→ **DESCRIPTION OF THE TASK**: Output all rows below as a numbered list, skipping blank lines and excluding the pictures.

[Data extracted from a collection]

--------------------

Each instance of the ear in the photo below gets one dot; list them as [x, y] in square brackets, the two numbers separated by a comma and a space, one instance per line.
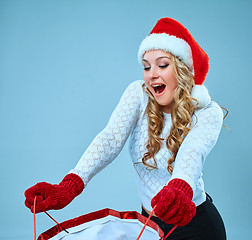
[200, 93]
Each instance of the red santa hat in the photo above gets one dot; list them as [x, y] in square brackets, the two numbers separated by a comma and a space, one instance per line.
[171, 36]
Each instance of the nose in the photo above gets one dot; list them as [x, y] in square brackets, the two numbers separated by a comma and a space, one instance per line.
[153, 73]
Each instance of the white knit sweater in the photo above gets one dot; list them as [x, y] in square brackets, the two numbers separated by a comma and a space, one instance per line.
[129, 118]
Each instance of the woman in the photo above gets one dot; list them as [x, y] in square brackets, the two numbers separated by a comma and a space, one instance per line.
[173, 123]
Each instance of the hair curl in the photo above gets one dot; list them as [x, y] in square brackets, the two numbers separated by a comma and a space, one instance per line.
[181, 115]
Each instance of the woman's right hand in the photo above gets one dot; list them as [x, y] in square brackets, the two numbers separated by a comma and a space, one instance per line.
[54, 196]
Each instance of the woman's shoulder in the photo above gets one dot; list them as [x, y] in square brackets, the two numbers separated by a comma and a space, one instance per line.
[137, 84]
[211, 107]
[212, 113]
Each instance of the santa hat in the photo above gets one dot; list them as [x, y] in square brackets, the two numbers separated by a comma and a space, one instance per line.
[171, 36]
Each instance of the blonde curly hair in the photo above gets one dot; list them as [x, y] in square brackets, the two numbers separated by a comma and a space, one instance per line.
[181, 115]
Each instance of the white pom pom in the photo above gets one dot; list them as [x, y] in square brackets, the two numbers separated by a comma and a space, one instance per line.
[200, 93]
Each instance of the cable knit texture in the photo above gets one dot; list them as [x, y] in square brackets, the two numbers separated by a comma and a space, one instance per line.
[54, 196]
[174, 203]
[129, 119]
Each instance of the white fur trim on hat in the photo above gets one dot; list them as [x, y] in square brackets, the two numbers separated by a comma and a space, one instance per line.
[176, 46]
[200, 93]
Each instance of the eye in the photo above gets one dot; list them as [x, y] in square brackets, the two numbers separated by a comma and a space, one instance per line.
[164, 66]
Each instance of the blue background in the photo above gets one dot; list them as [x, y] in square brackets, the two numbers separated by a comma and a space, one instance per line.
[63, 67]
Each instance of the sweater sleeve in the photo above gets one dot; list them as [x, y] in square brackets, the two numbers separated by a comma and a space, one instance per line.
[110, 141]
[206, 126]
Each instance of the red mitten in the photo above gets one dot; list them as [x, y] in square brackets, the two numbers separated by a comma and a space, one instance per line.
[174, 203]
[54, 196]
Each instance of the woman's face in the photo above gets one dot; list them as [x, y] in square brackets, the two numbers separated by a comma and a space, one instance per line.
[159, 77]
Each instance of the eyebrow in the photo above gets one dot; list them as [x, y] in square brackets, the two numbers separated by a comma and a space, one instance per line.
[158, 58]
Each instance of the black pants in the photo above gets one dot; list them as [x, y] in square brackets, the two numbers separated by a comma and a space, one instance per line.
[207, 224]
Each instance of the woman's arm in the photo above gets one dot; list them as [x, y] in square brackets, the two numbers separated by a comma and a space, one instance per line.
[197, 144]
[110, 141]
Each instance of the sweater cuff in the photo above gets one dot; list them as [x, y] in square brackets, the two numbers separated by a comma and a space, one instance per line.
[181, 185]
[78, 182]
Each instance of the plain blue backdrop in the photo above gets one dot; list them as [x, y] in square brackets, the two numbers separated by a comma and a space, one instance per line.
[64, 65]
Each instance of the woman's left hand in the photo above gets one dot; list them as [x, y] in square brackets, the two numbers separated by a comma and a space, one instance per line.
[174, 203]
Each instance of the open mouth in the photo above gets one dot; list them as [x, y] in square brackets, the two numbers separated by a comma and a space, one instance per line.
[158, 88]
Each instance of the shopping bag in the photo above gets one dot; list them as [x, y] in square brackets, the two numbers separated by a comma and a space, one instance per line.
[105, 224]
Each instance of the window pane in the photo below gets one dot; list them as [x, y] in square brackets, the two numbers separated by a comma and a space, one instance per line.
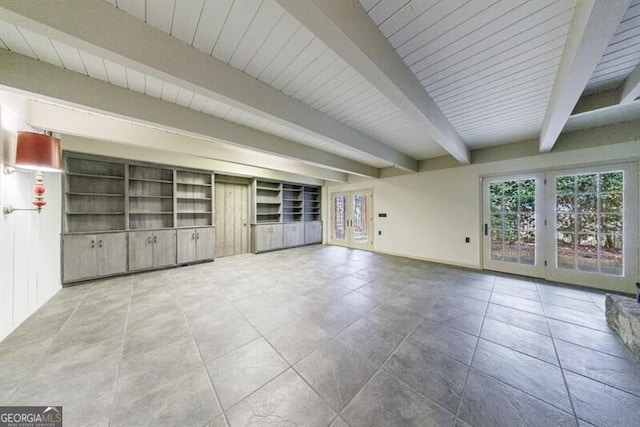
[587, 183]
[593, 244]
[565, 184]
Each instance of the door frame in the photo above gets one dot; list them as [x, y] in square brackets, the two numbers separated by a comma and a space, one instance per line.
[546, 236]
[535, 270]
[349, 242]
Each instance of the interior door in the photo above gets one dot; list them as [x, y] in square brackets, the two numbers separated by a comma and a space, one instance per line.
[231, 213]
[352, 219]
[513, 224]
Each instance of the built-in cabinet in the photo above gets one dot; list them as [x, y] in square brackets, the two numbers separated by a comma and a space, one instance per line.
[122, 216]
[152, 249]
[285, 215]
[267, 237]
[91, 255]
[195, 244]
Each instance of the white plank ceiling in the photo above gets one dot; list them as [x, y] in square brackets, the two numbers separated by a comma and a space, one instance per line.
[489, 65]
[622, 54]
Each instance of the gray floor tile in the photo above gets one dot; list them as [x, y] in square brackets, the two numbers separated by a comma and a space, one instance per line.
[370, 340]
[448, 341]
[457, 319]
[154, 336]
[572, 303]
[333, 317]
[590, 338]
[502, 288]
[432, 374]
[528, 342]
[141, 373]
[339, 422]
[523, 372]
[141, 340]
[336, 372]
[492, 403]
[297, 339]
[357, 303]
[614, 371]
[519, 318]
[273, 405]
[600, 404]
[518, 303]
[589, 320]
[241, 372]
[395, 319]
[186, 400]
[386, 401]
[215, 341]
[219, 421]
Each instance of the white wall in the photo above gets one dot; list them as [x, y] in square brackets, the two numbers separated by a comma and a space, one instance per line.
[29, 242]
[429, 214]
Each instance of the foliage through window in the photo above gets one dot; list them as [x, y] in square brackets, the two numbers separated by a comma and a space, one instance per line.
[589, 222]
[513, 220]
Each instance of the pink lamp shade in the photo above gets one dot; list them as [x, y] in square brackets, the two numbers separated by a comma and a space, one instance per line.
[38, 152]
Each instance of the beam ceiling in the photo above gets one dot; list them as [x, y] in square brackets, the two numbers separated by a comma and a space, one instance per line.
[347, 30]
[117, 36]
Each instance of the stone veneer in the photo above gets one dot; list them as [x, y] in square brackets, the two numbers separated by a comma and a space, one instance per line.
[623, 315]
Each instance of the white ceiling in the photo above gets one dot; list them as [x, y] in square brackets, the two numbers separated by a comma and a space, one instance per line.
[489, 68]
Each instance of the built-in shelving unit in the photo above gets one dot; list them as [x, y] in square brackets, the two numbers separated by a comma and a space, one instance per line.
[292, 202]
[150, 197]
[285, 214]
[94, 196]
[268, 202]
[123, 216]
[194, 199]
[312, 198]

--------------------

→ **OUTPUT FOR THIS EXERCISE**:
1. Each instance of the ear in the photo below gets one dot; list them as [x, y] in square brackets, the two numbers separated by a comma and a space, one instance per line.
2. [200, 93]
3. Each instance of the red santa hat in the photo above gets one dot; list them as [x, y] in square brackets, the two numbers separated by a comma and a space, one instance per line.
4. [171, 36]
5. Each instance of the nose in the photo above gets one dot; list them as [x, y] in square brackets, the two numbers separated by a comma and a space, one instance per line.
6. [153, 73]
7. Each instance of the white knit sweater in the photo above gets one dot; list them as [x, y] in square brackets, the two numbers separated by a comma and a space, one instance per line.
8. [129, 118]
9. Each instance of the woman in the photo above gets one dot; list them as [x, y] in square brackets, the two numbers separated by a comma and a space, one instance per line.
10. [173, 123]
11. Each instance of the hair curl in the photo above gets one dot; list them as [x, y] in square brackets, the two numbers separated by a comma and a space, one instance per line.
12. [181, 115]
13. Each instance of the woman's right hand in the photo above gets one dot; list them as [x, y] in square brackets, the two numbers separated by a comma and a space, one instance per line.
14. [54, 196]
15. Each instance of the woman's shoulder in the photo above gets one dot; list them as [x, y] in square brackets, the two numbers separated by a comma and a space, one instance per line.
16. [137, 84]
17. [211, 107]
18. [212, 113]
19. Each instance of the santa hat in the photo above gets one dot; list them as [x, y] in square brackets, the two numbers separated by a comma and a space, one instance per line.
20. [171, 36]
21. Each instance of the blonde curly hair in the photo above gets one dot; list them as [x, y] in square brackets, the two numbers separated by a comma and a space, one instance per line.
22. [181, 115]
23. Each instance of the white pom pom in the photo above gets one dot; list them as [x, y] in square brackets, the two numbers separated by a comma and a space, one instance per line.
24. [200, 93]
25. Each instance of the cable knit texture in the photo above gets one dot; list them as [x, y] in square brackets, the two numbers separated by a comma and a space, one instance per line.
26. [54, 196]
27. [174, 203]
28. [129, 119]
29. Each instance of the white fur trim on hat in the photo above gets one dot; list them as [x, y] in square brackets, the two numbers separated by a comma and a space, one instance per line.
30. [176, 46]
31. [200, 93]
32. Each instance of the eye in the photo above gets one dot; list them as [x, y] in square brackets, the two numbers separated by a comma and a space, one instance per line.
33. [164, 66]
34. Each instance of the blue background in the photo above gets one dot; list them as [x, y] in square brackets, the two numbers separated by a comma and a space, one instance per line.
35. [63, 67]
36. Each instance of the sweater sleeve in the photo above gets one dot; list them as [x, y] in square brackets, the two numbers separated by a comma and a space, one instance per line.
37. [110, 141]
38. [206, 126]
39. Each instance of the red mitten in the photo above gets one dot; list them as [x, y] in square brackets, the two numbers separated by a comma and a space, one instance per line.
40. [174, 203]
41. [54, 196]
42. Each instance of the woman's face in the photo above gets one dot; list them as [x, y] in square brackets, the two numbers separated by a comma and a space, one instance per line.
43. [159, 77]
44. Each instance of the eyebrow in the photo above gets one dot; list them as [x, y] in square brackets, the two numbers separated by a comma and a space, one instance per line.
45. [158, 58]
46. Each instance of the black pants in the photo above gets one dot; list them as [x, y] in square brackets, the two numbers separated by a comma and a space, one instance per line.
47. [207, 224]
48. Each instance of the woman's arm in the photo above gets one dot; list them as [x, y] in square brackets, the two numbers separated by a comma and a space, one instance per line.
49. [197, 144]
50. [110, 141]
51. Each instance of the sweater cuff in the photo above gets one dot; list them as [x, y] in square brackets, the two numbers separated by a comma and a space, one instance per line.
52. [181, 185]
53. [78, 182]
54. Each instance of the plain blue backdrop in the photo above gets one dot; list them as [x, y] in square brackets, the two numbers separated by a comma and a space, one instance per line.
55. [64, 65]
56. Each instance of the woman's left hand in the photo above gets one dot; list them as [x, y] in square brackets, the two numbers separated by a comma and a space, one instance per line.
57. [174, 203]
58. Each instance of the open mouth in the photo above gets one dot; list them as [x, y] in square brackets, the two numbers separated by a comma and a space, one instance per line.
59. [158, 88]
60. Each instance of the shopping bag in the photo above gets one dot; list them as [x, y] in square brackets, the two numbers separated by a comma and a space, one instance per line.
61. [105, 224]
62. Each instance of the window pane in the photo below gets one dot; list them as [x, y] in square brackets, the two numbers separated by a comma and a space, one instance per line.
63. [587, 183]
64. [593, 244]
65. [565, 184]
66. Each instance of the door frame in the photo above gets one dot; list them as [x, y] in square brackets, the two numbers separated by a comma and a space, one instance per line.
67. [546, 236]
68. [535, 270]
69. [349, 242]
70. Each instance of the interior door in the photo above gets one dot; list them as [x, y] in square brackets, the two numbers separated by a comma and a space, one instance per line.
71. [231, 213]
72. [352, 219]
73. [513, 224]
74. Each instance of the built-in cabinet in the photo above gets one dot; list them as [x, y] in square brackets, the two numbers separated by a comma and a space, one instance per line.
75. [122, 216]
76. [152, 249]
77. [285, 215]
78. [267, 237]
79. [91, 255]
80. [195, 244]
81. Each instance of the white plank ceiling in the photo above gets one dot; list them as [x, y] in square brackets, the two numbers separated by a comma and a space, one instance per line.
82. [489, 65]
83. [622, 54]
84. Each instance of the gray floor tile in the photo above gets one dot; list them as [x, y] in square brackets, the two numbers separated by a comma and a space, one instance per line.
85. [370, 340]
86. [448, 341]
87. [457, 319]
88. [154, 336]
89. [572, 303]
90. [333, 317]
91. [590, 338]
92. [502, 288]
93. [432, 374]
94. [528, 342]
95. [141, 373]
96. [339, 422]
97. [523, 372]
98. [141, 340]
99. [336, 372]
100. [492, 403]
101. [297, 339]
102. [357, 303]
103. [614, 371]
104. [519, 318]
105. [273, 405]
106. [600, 404]
107. [518, 303]
108. [589, 320]
109. [241, 372]
110. [395, 319]
111. [186, 400]
112. [386, 401]
113. [215, 341]
114. [219, 421]
115. Each instance of the white wall in the photo above gets one dot; list them as [x, y] in square brackets, the two numbers separated by a comma and a space, one instance per line.
116. [29, 242]
117. [429, 214]
118. Each instance of the foliage through window in the photo above gets one dot; list them as [x, y] in square brackets, the two numbers separated by a comma and a space, one instance per line.
119. [589, 222]
120. [513, 220]
121. Each instance of the pink lamp shade in the photo above gets one dot; list them as [x, y] in square brackets, the two numbers separated by a comma and a space, one instance per line.
122. [38, 152]
123. Each instance of the beam ceiling in the photo above gets one dot; list them as [x, y] in square brackets, the two numbers separated by a comma and a space, one instance per line.
124. [347, 30]
125. [117, 36]
126. Each instance of the stone veneer in the photo above gets one dot; list them as [x, y] in square brackets, the two numbers separated by a comma and a space, one instance per line.
127. [623, 315]
128. Each instance of the white ceiling in the photo above gets one dot; list them as [x, y] in square brackets, the two numbers separated by a comma and a space, one instance per line.
129. [489, 68]
130. Each instance of the built-in shelving unit in the photo above gets one dot; list them as [x, y] in square brackets, the two numbers separated by a comma and a space, one instance per line.
131. [292, 202]
132. [150, 197]
133. [285, 214]
134. [94, 196]
135. [268, 202]
136. [123, 216]
137. [194, 199]
138. [312, 198]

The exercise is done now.